**GIVEN PROBLEM**: Can you write out every line of the data below without changing anything?

**INFORMATION GIVEN**:
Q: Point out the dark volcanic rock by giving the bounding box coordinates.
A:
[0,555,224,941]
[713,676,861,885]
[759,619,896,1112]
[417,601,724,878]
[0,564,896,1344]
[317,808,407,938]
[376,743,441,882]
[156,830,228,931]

**COMPLETE OUTPUT**:
Q: Point out the dark volcanic rock by giving the bounding box coordinates.
A:
[0,555,224,941]
[713,676,861,885]
[759,619,896,1112]
[417,601,724,878]
[0,564,896,1344]
[317,808,407,938]
[376,743,441,882]
[156,830,228,931]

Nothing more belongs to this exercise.